COMET - Cost-efficient Open-Source Multicopter for Embedded-Systems Teaching
3D-Print Guide
This guide covers the pre-print calibration, materials and settings, printing steps, and post-processing of the COMET frame and its accessories.
Find the needed files here:
- Slicer projects (recommended to use): mechanical/prints/
- Meshes (STL): mechanical/exports/stl/
- Interchange solids (STEP): mechanical/exports/step/
Naming of the 3MF projects inside the slicer project folders:
- Clearance gauge for pre-print calibration:
clearance-gauge-*.3mf - A single print plate is used for all COMET frame parts:
frame-*.3mf - Non-functional colored parts:
color-coding-*.3mf
Table of Contents
Clearance Gauge Calibration
To achieve precise hole clearances, flat first layers, and accurate dimensions, calibrate the printer with the intended filament. For more information, consult the manufacturer’s manual or look into these helpful sources:
Printer calibration is only effective to a certain extent, and some tolerances still remain. This step attempts to address the remaining uncertainty through the proper selection of clearances. This repository provides a test print part to determine the necessary clearance values for threaded inserts, M2 and M3 screws, and frame parts to ensure a proper fit. The source can be found in the mechanical/source/tools folder, named clearance_gauge.FCStd. We recommend using it for the frame print, and it is optional for color-coded parts.
◇ ◇ ◇ ◇ ◇
__What you will do__. In the 3D-print guide, which folder holds the source file for the clearance gauge? The items placed after this guide are separate material.

__Provided material__.
◇ ◇ ◇ ◇ ◇
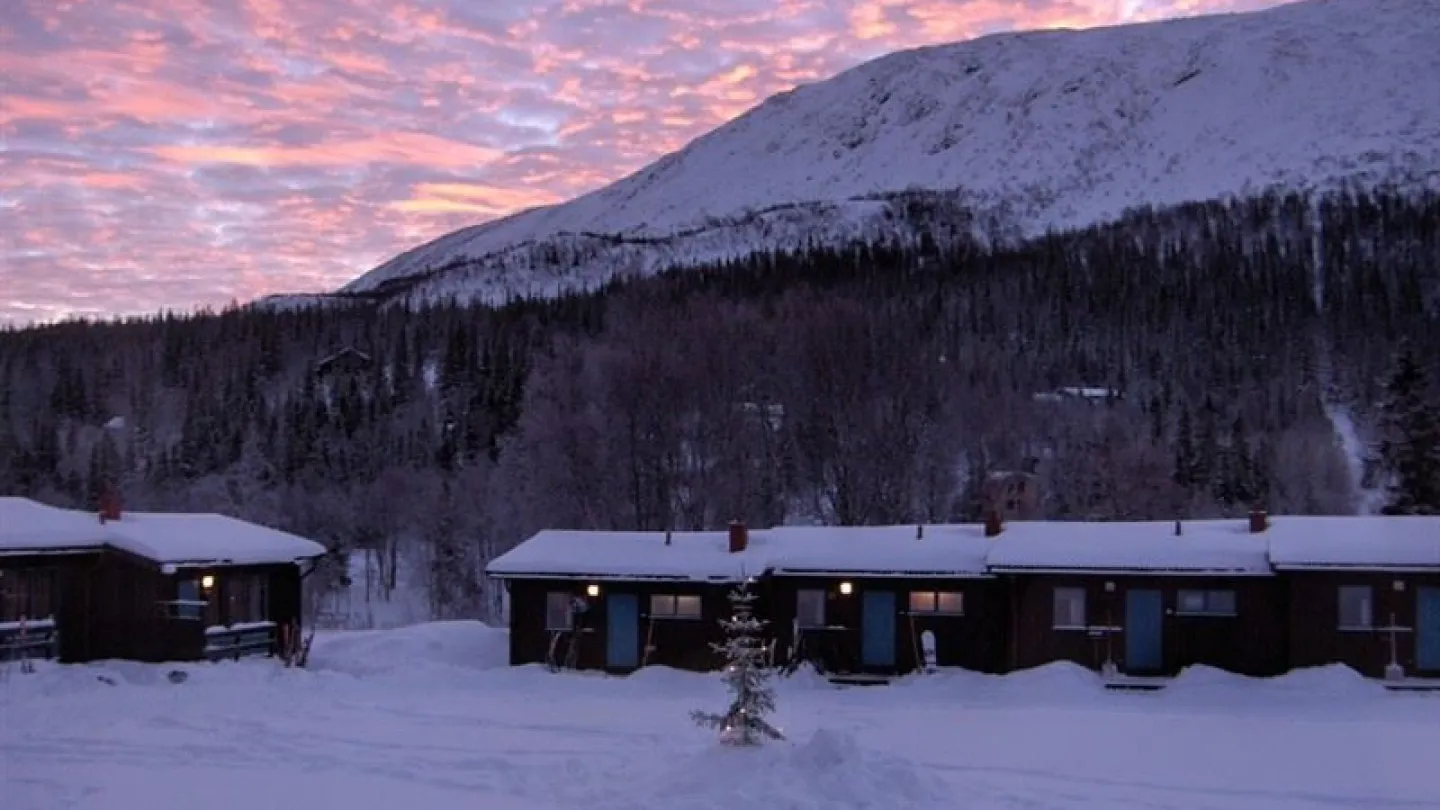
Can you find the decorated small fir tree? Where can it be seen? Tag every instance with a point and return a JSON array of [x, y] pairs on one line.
[[746, 675]]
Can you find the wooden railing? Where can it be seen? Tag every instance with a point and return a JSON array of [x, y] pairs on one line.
[[36, 639], [239, 640]]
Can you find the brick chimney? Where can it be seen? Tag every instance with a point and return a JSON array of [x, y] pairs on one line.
[[992, 523], [108, 506], [739, 536], [1257, 521]]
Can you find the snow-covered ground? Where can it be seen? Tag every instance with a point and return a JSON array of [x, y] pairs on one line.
[[429, 717]]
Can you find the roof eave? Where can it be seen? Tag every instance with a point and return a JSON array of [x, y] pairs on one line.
[[1131, 571], [58, 551], [1360, 567], [583, 577], [871, 574]]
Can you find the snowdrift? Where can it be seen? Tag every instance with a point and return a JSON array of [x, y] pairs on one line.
[[412, 650], [827, 770]]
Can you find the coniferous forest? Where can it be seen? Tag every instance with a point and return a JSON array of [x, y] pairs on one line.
[[1180, 363]]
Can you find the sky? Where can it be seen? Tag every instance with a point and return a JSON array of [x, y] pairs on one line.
[[170, 154]]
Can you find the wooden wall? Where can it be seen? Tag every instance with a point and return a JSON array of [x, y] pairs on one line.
[[683, 643], [1314, 617], [1253, 642], [974, 640], [69, 598]]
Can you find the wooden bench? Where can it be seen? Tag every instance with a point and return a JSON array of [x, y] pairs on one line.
[[29, 640]]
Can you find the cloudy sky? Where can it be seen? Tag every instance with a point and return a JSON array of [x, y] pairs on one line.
[[180, 153]]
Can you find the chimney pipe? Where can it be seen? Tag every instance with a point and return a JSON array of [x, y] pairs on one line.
[[108, 506], [1259, 521], [992, 523], [739, 536]]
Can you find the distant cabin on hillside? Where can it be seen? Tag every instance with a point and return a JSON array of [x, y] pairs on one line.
[[347, 361], [151, 587]]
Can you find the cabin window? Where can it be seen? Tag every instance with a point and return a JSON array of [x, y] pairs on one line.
[[674, 606], [246, 598], [946, 603], [1206, 603], [189, 603], [558, 614], [1357, 607], [1069, 608], [810, 607], [26, 593]]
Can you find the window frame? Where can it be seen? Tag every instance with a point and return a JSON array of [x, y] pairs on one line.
[[1367, 604], [930, 603], [189, 606], [674, 601], [1207, 603], [1056, 601], [29, 594], [553, 604], [246, 598], [818, 597]]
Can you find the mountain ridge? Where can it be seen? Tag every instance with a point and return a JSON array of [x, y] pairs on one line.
[[1017, 133]]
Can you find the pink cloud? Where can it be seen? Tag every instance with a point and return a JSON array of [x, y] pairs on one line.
[[174, 153]]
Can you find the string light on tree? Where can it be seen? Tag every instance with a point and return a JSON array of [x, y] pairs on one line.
[[745, 675]]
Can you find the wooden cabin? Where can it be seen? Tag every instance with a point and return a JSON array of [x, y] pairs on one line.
[[1256, 595], [1362, 591], [858, 600], [149, 587], [1142, 598], [618, 601]]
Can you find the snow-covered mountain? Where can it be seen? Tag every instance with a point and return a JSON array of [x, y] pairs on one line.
[[1026, 131]]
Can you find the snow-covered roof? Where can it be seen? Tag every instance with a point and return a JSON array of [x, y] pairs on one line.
[[1203, 546], [32, 526], [877, 551], [870, 551], [630, 555], [1371, 542], [1217, 548], [166, 538]]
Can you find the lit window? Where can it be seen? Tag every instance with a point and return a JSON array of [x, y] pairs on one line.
[[558, 614], [674, 606], [1069, 608], [1206, 603], [1357, 607], [949, 603], [810, 608], [187, 600]]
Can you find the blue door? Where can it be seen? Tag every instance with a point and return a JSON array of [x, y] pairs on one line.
[[1144, 620], [621, 632], [879, 630], [1427, 629]]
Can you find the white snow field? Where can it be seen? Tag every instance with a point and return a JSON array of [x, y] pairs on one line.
[[431, 718]]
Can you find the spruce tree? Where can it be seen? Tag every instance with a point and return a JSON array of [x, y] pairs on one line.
[[1410, 440], [746, 675]]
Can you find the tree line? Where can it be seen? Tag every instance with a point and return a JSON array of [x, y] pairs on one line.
[[876, 382]]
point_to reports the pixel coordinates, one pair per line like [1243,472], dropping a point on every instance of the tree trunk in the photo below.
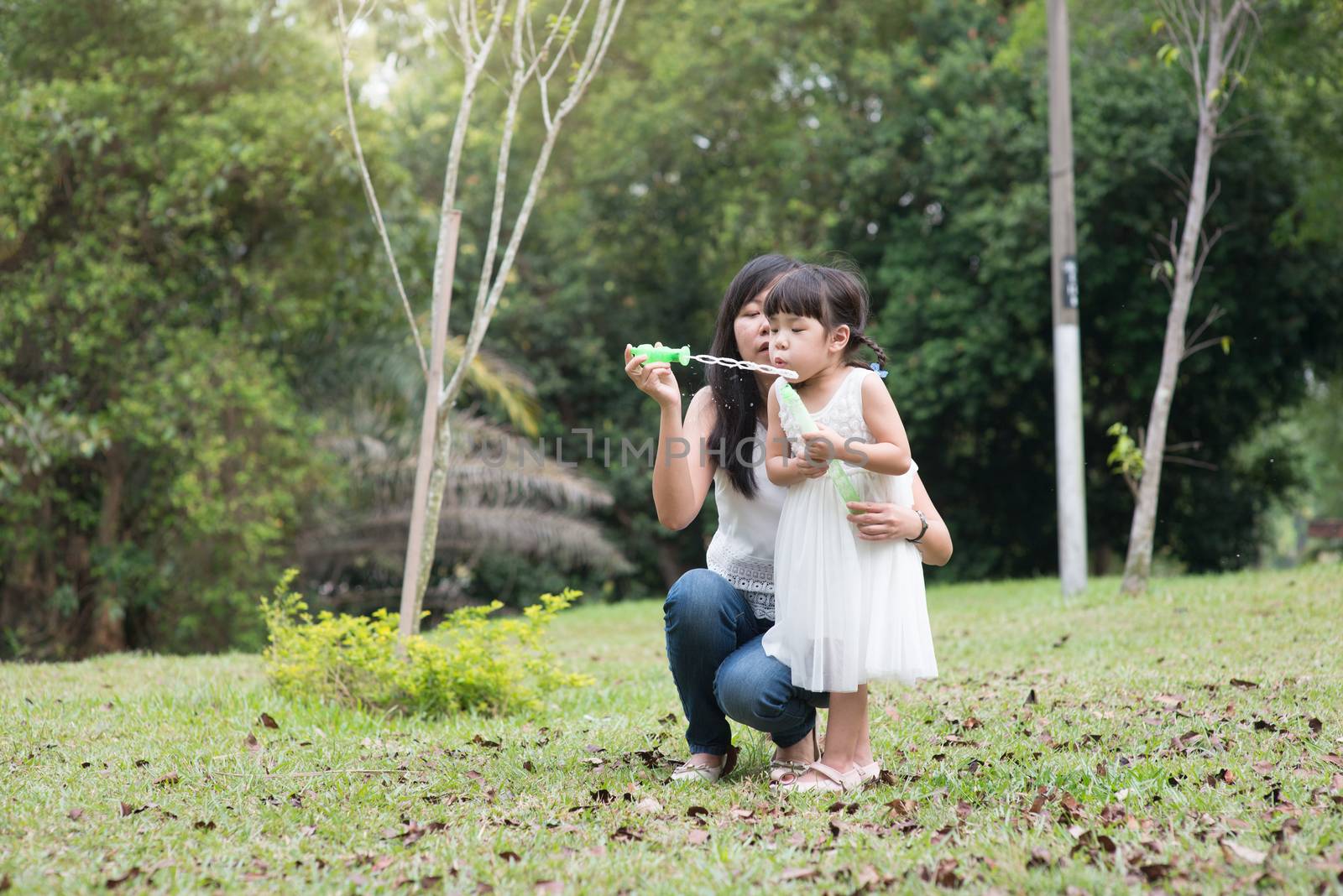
[1139,562]
[107,629]
[426,502]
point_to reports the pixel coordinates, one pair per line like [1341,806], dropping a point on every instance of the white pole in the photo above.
[1068,354]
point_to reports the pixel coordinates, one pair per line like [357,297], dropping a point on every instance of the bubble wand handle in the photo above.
[789,396]
[684,357]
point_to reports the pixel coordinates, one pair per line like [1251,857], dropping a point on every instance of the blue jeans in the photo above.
[722,672]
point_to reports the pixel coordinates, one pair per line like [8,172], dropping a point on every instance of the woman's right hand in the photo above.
[655,378]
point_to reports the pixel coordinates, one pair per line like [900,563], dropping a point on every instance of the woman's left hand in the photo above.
[884,522]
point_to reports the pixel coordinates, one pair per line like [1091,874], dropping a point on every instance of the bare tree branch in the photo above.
[369,194]
[604,29]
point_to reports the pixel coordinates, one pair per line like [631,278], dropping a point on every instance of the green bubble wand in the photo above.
[786,393]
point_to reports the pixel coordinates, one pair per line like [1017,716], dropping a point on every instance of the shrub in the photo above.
[472,662]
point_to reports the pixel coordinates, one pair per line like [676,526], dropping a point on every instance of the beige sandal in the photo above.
[705,773]
[779,770]
[833,781]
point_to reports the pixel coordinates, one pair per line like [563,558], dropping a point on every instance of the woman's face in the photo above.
[754,331]
[802,344]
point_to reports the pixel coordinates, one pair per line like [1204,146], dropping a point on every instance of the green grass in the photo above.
[1115,680]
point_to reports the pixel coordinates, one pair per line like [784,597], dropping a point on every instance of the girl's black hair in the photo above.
[830,295]
[735,392]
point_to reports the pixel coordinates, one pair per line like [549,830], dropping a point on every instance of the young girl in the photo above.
[848,611]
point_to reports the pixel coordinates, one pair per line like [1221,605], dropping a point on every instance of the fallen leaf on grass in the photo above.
[944,875]
[1155,871]
[903,808]
[1233,851]
[131,875]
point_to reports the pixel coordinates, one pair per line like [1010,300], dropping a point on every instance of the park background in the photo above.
◇ ◇ ◇ ◇ ◇
__Written answer__. The mechanical/source/tools folder.